Task directions :: Find every line in the items below that contains the string "positive" and copy each one in full. Case counts.

Data excerpts:

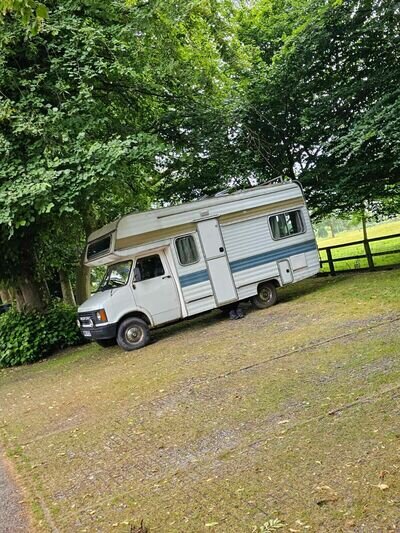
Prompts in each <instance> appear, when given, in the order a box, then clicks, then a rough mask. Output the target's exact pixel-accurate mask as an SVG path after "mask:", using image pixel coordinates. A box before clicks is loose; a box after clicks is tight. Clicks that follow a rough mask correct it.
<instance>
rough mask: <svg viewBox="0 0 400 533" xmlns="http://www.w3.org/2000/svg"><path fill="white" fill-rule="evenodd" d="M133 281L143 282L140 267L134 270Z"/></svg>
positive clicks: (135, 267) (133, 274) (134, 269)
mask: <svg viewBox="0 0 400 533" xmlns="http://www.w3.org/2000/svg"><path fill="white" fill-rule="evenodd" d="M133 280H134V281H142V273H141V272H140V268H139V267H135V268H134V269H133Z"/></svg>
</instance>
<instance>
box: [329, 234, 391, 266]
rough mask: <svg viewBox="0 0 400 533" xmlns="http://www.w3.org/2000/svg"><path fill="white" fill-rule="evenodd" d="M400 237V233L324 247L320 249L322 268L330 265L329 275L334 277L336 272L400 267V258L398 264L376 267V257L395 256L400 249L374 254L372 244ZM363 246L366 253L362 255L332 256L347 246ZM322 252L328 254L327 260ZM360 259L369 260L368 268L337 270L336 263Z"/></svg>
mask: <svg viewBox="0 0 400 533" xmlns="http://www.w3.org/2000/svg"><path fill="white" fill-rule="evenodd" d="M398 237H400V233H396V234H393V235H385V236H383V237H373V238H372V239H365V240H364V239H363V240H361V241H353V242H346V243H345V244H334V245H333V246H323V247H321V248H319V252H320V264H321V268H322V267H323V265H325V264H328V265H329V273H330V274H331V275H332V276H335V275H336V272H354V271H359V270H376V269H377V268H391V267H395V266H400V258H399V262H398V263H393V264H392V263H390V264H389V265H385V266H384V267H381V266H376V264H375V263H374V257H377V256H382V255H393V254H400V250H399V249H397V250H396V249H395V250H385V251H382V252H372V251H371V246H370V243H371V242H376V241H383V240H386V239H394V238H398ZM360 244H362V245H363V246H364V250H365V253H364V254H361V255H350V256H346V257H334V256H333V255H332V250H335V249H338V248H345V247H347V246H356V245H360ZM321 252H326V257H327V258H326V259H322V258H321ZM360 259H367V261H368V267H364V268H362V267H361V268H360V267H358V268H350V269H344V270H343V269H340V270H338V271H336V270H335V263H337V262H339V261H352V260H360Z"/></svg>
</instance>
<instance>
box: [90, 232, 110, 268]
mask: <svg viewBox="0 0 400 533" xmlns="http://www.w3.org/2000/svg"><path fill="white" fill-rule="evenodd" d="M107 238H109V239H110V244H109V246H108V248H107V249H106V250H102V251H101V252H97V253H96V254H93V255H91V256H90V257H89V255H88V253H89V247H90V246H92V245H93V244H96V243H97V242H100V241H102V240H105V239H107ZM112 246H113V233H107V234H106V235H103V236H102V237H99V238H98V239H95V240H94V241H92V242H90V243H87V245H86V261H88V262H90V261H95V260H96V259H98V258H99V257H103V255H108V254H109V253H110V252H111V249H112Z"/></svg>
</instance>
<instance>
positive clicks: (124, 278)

Answer section ::
positive clicks: (135, 267) (133, 274) (134, 269)
positive clicks: (124, 278)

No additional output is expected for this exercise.